WHAT IS NEEDED: Copy each of the rows below word for word, keeping every character and line break the same.
:::
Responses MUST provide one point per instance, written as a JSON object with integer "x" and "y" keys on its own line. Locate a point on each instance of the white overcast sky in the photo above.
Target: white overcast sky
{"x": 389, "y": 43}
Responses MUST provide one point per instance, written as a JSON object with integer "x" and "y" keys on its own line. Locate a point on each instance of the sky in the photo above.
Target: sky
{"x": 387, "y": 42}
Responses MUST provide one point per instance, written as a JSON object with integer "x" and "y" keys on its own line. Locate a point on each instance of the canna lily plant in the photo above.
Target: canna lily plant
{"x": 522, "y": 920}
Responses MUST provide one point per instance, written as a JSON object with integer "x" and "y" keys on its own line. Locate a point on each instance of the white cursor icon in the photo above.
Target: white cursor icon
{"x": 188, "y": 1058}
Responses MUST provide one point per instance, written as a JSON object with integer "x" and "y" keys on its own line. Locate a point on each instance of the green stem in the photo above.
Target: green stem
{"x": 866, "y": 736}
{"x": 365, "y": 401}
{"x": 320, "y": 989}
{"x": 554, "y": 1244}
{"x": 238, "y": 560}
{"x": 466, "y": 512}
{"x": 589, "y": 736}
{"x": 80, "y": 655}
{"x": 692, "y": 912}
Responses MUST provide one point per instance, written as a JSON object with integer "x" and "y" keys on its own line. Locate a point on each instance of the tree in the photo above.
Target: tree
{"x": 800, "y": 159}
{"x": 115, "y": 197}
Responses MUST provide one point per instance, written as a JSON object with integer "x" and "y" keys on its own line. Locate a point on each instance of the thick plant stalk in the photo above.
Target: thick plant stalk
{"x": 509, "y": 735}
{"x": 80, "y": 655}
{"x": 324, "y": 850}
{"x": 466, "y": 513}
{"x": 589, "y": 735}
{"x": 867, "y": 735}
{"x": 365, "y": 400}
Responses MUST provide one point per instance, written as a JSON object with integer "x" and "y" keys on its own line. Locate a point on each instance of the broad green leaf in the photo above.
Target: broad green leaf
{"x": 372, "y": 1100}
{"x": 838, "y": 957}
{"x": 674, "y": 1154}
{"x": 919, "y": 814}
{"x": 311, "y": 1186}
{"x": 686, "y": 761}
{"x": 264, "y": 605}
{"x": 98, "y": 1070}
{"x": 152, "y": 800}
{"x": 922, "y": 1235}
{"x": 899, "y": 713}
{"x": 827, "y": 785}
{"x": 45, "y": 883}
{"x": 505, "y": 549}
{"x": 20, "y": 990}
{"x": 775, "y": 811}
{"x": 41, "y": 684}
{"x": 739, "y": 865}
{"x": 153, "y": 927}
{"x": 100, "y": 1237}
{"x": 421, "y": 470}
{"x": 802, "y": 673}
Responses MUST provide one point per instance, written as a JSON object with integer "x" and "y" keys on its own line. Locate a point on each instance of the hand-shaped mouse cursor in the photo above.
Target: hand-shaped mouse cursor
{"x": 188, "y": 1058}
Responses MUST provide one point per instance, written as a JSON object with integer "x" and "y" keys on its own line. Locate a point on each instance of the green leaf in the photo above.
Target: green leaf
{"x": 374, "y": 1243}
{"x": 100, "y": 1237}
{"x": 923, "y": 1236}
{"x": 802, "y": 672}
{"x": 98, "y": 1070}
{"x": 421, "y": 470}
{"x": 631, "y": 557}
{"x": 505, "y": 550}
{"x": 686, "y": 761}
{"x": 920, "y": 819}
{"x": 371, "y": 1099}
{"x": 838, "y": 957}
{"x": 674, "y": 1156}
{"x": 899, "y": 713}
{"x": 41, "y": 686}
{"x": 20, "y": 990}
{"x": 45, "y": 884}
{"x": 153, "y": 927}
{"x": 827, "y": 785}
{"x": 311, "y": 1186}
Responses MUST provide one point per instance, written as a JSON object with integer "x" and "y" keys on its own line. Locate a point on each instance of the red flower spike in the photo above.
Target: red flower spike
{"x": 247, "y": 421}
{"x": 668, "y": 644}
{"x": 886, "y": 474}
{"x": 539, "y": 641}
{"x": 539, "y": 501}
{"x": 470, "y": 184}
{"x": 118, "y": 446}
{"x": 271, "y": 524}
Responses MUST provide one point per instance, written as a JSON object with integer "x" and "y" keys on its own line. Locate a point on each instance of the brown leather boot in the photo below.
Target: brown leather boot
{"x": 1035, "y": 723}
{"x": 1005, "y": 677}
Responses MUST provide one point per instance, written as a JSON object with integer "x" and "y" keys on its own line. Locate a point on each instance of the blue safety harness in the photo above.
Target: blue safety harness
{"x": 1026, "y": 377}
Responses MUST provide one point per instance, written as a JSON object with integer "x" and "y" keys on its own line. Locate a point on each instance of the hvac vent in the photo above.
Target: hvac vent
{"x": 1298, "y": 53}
:::
COMPLETE OUTPUT:
Responses MUST provide one point per instance, written as a JSON object with integer "x" and "y" keys on its own line. Locate a point on each instance of the white overcast sky in the photo above.
Target: white overcast sky
{"x": 389, "y": 43}
Responses MUST provide one point per instance, written as a JSON object with integer "x" and "y" keys on its own line. Locate a point on each instance of the sky in the photo above.
Target: sky
{"x": 387, "y": 42}
Responses MUST provide one point per instance, written as a JSON object with integer "x" and "y" keys on its own line. Locate a point on each instance of the canna lily plant in the photo above.
Target: canna lily plant
{"x": 522, "y": 920}
Responses MUST provide one point per instance, written as a JSON object with integer "x" and "y" keys on its own line. Locate a point on each instance of the white cursor icon in the photo above.
Target: white cursor icon
{"x": 188, "y": 1058}
Responses MUST provide one point per instance, written as a JSON object with integer "x" and "y" keys on its own line. Locate a point on each instance of the green stem in the photo above.
Target: green stem
{"x": 866, "y": 736}
{"x": 365, "y": 401}
{"x": 320, "y": 989}
{"x": 554, "y": 1244}
{"x": 238, "y": 560}
{"x": 466, "y": 512}
{"x": 589, "y": 736}
{"x": 80, "y": 655}
{"x": 692, "y": 912}
Responses MUST provide one point per instance, written as a JSON object with integer "x" and "y" keys on its own line. Locate a point on each instance of the tree in the photo above.
Target: tree
{"x": 800, "y": 159}
{"x": 115, "y": 197}
Responses MUST provide one point per instance, written as a JSON object with integer "x" and "y" keys on its own line. Locate a point on each instance of the thick plant stalk in the photo above.
Target: thick plant stalk
{"x": 509, "y": 735}
{"x": 80, "y": 655}
{"x": 324, "y": 850}
{"x": 466, "y": 513}
{"x": 589, "y": 735}
{"x": 867, "y": 735}
{"x": 365, "y": 400}
Responses MUST provide one point per instance, written as a JSON object with integer "x" and "y" keys on its own line. Locate a point on each instance of the broad green leaf in the photo above.
Target: broad green leaf
{"x": 372, "y": 1100}
{"x": 838, "y": 957}
{"x": 674, "y": 1154}
{"x": 919, "y": 814}
{"x": 311, "y": 1186}
{"x": 686, "y": 761}
{"x": 264, "y": 605}
{"x": 98, "y": 1070}
{"x": 152, "y": 800}
{"x": 922, "y": 1235}
{"x": 899, "y": 713}
{"x": 827, "y": 785}
{"x": 45, "y": 883}
{"x": 505, "y": 549}
{"x": 20, "y": 990}
{"x": 775, "y": 811}
{"x": 41, "y": 684}
{"x": 739, "y": 865}
{"x": 153, "y": 927}
{"x": 100, "y": 1237}
{"x": 421, "y": 470}
{"x": 802, "y": 673}
Responses MUST provide one point per instance, written as a JSON object with integer "x" and "y" keys on its own line. Locate a point on each instance of the hand-shaped mouse cursor in the photo above.
Target: hand-shaped mouse cursor
{"x": 188, "y": 1058}
Responses MUST provide one point per instance, written as a JSON object with integer "x" and "y" keys on its own line. Locate a point on each instance of the green leaf in the photo above.
Target: green leaf
{"x": 374, "y": 1243}
{"x": 100, "y": 1237}
{"x": 923, "y": 1236}
{"x": 802, "y": 672}
{"x": 98, "y": 1070}
{"x": 421, "y": 470}
{"x": 631, "y": 557}
{"x": 505, "y": 550}
{"x": 686, "y": 761}
{"x": 920, "y": 819}
{"x": 371, "y": 1099}
{"x": 838, "y": 957}
{"x": 674, "y": 1156}
{"x": 899, "y": 713}
{"x": 41, "y": 686}
{"x": 20, "y": 990}
{"x": 45, "y": 884}
{"x": 153, "y": 927}
{"x": 827, "y": 785}
{"x": 311, "y": 1186}
Responses MUST provide one point per instance, written as a JSON object with integer "x" and "y" keys on its own line. Locate a point on each instance of the red flower spike in the photo above.
Target: red flower spike
{"x": 247, "y": 421}
{"x": 668, "y": 644}
{"x": 886, "y": 474}
{"x": 539, "y": 641}
{"x": 539, "y": 501}
{"x": 470, "y": 184}
{"x": 118, "y": 446}
{"x": 271, "y": 524}
Responses MUST provide one point per instance, written as a JSON object with integer "x" and "y" keys on its own line. Locate a point on each instance of the brown leather boot in the photo below.
Target: brown leather boot
{"x": 1035, "y": 723}
{"x": 1005, "y": 677}
Responses MUST provide one point per instance, written as a JSON object with integer "x" and "y" keys on its own line. Locate a point on each instance of the blue safety harness in the photo above.
Target: blue safety harness
{"x": 1026, "y": 377}
Responses MUST provide one point per instance, written as a JSON object with integer "x" and "y" keys on its own line. Locate a point on each instance of the hvac vent in the photo above.
Target: hvac vent
{"x": 1298, "y": 53}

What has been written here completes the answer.